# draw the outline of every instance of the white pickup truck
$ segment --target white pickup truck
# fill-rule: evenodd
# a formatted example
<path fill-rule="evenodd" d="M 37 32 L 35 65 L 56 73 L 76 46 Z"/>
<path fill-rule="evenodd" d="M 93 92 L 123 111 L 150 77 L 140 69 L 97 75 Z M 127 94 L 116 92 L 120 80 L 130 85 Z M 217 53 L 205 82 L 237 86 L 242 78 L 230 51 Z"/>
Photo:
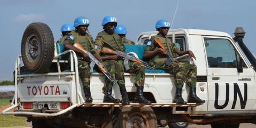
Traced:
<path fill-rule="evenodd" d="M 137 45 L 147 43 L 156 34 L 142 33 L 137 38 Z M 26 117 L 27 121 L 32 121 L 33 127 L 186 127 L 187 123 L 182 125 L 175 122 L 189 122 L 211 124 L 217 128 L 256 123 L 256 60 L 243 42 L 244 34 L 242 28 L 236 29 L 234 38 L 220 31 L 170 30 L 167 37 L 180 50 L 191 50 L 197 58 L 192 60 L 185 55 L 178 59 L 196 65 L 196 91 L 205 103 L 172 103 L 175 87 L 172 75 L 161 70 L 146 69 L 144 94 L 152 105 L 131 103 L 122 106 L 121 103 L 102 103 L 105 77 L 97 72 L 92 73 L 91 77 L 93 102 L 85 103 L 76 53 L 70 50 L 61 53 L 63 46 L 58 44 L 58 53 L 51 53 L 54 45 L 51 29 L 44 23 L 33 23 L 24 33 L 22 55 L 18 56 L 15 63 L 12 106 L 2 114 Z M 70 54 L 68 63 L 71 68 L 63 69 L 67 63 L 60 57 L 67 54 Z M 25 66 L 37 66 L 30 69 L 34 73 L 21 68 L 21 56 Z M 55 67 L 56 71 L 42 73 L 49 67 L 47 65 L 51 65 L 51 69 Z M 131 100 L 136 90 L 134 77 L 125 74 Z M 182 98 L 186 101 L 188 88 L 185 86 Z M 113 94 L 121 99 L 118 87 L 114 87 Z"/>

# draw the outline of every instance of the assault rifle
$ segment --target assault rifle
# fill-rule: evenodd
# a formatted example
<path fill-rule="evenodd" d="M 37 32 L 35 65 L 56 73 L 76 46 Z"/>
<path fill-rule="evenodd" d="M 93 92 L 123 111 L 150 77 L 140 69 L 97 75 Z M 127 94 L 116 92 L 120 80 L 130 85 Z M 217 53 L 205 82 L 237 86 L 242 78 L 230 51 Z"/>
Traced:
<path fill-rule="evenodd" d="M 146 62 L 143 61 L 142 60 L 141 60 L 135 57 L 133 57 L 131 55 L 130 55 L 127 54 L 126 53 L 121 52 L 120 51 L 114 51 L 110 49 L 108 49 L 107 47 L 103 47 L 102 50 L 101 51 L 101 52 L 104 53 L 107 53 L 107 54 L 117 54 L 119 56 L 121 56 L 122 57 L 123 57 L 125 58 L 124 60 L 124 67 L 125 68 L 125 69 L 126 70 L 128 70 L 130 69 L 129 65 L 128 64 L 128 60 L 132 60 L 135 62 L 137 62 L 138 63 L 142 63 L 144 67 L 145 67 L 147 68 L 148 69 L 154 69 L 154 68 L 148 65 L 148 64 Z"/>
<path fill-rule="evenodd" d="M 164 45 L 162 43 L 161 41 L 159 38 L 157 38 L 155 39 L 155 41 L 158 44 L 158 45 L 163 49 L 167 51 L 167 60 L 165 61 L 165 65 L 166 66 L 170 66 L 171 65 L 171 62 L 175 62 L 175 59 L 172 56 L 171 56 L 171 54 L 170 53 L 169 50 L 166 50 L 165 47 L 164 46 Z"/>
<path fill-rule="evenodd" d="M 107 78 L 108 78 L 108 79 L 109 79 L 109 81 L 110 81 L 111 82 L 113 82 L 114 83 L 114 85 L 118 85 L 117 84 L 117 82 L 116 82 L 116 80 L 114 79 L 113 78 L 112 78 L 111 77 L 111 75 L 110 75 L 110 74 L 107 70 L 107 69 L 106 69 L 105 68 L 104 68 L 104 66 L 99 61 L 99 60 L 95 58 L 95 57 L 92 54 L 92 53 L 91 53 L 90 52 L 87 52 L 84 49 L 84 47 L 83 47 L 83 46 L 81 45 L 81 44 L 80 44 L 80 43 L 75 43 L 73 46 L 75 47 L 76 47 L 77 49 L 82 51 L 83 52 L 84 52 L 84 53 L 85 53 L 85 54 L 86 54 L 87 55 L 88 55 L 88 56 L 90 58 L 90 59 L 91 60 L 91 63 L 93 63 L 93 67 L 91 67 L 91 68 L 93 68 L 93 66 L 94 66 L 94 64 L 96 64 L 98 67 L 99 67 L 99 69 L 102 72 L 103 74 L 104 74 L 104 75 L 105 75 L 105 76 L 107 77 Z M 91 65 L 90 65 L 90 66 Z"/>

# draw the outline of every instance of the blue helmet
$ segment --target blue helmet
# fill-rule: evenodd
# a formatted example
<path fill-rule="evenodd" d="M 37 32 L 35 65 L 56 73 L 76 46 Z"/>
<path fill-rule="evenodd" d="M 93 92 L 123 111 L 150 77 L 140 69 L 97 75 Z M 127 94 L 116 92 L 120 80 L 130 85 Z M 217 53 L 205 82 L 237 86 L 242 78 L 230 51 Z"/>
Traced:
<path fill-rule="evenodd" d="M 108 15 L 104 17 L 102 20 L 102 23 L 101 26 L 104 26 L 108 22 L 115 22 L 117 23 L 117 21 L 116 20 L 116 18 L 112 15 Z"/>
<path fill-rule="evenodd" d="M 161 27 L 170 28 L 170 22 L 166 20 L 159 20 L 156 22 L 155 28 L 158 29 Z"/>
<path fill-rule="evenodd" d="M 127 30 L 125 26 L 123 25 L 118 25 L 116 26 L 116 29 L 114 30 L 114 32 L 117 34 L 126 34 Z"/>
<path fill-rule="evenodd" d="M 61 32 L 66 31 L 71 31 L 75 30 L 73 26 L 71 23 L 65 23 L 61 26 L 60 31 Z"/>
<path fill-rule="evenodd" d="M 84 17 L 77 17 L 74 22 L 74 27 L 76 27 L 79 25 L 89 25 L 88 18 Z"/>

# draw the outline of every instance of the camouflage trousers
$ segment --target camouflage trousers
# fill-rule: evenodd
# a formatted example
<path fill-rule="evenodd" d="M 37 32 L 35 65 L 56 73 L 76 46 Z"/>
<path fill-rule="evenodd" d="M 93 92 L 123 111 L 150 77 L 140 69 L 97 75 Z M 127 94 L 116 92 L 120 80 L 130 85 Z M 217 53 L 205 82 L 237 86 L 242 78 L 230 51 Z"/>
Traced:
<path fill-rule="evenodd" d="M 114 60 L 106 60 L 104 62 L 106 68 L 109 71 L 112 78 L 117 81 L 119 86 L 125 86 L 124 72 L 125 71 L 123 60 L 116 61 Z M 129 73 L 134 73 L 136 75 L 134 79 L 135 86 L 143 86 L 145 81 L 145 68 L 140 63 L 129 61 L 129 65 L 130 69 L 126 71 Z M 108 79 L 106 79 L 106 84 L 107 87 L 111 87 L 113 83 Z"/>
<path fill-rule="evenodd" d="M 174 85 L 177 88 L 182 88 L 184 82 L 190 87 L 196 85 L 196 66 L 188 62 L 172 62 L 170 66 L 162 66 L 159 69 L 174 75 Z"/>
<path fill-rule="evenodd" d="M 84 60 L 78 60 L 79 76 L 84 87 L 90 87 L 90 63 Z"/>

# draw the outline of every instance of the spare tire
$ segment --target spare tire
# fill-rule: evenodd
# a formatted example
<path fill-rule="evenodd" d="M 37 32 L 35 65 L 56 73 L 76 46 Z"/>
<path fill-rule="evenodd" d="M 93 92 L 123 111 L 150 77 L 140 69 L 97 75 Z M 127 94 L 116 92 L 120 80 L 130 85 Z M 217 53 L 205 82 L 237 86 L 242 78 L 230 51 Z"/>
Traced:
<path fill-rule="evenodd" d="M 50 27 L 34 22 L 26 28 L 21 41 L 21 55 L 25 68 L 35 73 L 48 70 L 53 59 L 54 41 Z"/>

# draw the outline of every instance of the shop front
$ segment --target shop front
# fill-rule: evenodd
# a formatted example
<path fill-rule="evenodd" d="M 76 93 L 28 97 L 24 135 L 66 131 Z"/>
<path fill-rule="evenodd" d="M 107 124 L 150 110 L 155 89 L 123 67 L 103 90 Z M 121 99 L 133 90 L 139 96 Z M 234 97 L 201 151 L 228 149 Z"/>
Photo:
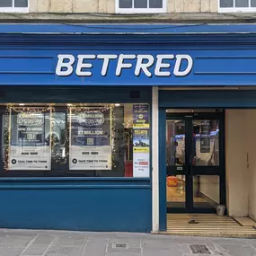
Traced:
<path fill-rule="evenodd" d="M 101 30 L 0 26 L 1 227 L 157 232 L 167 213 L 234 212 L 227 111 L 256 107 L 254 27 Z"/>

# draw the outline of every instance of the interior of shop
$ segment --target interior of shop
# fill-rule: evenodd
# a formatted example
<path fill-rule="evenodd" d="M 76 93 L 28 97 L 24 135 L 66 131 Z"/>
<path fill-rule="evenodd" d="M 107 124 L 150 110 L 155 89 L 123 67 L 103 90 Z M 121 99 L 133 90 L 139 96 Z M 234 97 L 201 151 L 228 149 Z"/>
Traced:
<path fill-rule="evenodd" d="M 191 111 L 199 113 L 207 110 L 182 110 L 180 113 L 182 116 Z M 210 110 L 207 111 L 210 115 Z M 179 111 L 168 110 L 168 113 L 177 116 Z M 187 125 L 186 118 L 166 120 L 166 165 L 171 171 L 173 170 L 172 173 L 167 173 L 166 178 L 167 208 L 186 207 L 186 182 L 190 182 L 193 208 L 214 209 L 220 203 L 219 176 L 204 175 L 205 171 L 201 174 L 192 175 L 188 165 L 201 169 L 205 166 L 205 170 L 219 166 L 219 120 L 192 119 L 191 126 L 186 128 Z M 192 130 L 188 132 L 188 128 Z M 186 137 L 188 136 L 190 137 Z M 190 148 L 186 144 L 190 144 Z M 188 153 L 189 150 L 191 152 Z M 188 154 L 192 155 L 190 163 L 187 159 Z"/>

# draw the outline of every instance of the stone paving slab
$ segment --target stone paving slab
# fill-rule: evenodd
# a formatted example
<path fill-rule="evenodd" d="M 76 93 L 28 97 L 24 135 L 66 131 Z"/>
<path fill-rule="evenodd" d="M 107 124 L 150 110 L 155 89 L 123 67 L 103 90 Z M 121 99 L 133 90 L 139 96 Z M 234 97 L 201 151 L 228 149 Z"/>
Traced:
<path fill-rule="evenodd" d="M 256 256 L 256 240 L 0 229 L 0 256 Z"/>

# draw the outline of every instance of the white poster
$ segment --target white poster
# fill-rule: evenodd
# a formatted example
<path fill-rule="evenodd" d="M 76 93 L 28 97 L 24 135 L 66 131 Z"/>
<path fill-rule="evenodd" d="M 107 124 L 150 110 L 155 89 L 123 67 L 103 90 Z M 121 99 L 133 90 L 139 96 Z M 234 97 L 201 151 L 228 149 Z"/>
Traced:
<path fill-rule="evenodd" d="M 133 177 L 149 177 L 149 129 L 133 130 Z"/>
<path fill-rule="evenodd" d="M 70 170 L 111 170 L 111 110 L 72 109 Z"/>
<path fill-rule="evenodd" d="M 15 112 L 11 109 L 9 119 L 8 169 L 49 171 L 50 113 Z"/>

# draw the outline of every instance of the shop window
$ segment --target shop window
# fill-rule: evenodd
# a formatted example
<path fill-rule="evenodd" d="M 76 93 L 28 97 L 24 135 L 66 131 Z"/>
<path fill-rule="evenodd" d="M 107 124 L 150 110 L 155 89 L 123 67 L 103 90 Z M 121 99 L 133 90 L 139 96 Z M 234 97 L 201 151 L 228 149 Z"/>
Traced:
------------------------------------------------------------------------
Please copy out everything from the start of the entries down through the line containing "137 45 L 147", keeping each line unchanged. Leave the pictures out of your answer.

- [EXPECTED ANSWER]
# draw the outline of every instance of the white pickup truck
$ segment --target white pickup truck
# fill-rule: evenodd
# a formatted example
<path fill-rule="evenodd" d="M 37 32 L 35 65 L 56 73 L 76 46 Z"/>
<path fill-rule="evenodd" d="M 93 92 L 123 111 L 150 77 L 140 69 L 97 75 Z M 127 94 L 116 92 L 120 80 L 130 85 Z M 217 53 L 205 82 L 237 86 L 242 78 L 230 51 Z"/>
Photo:
Traced:
<path fill-rule="evenodd" d="M 137 45 L 147 43 L 156 34 L 142 33 L 137 38 Z M 26 117 L 27 121 L 32 121 L 33 127 L 186 127 L 187 123 L 182 125 L 175 122 L 189 122 L 211 124 L 217 128 L 256 123 L 256 60 L 243 42 L 244 34 L 242 28 L 236 29 L 234 38 L 220 31 L 170 30 L 167 37 L 180 50 L 191 50 L 197 58 L 192 60 L 185 55 L 178 59 L 196 65 L 196 91 L 205 103 L 172 103 L 175 87 L 172 75 L 161 70 L 146 69 L 144 94 L 152 105 L 131 103 L 122 106 L 121 103 L 102 103 L 105 77 L 97 72 L 92 73 L 91 77 L 93 102 L 85 103 L 76 53 L 70 50 L 61 53 L 63 46 L 58 44 L 58 53 L 51 53 L 54 45 L 51 29 L 44 23 L 33 23 L 24 33 L 22 55 L 18 56 L 15 63 L 12 106 L 2 114 Z M 70 54 L 68 63 L 71 68 L 63 69 L 67 63 L 60 57 L 67 54 Z M 25 66 L 37 66 L 30 69 L 34 73 L 21 68 L 21 56 Z M 55 67 L 56 71 L 42 73 L 49 67 L 47 65 L 51 65 L 51 69 Z M 131 100 L 136 90 L 134 77 L 125 74 Z M 182 98 L 186 101 L 188 88 L 185 86 Z M 113 94 L 121 99 L 118 87 L 114 87 Z"/>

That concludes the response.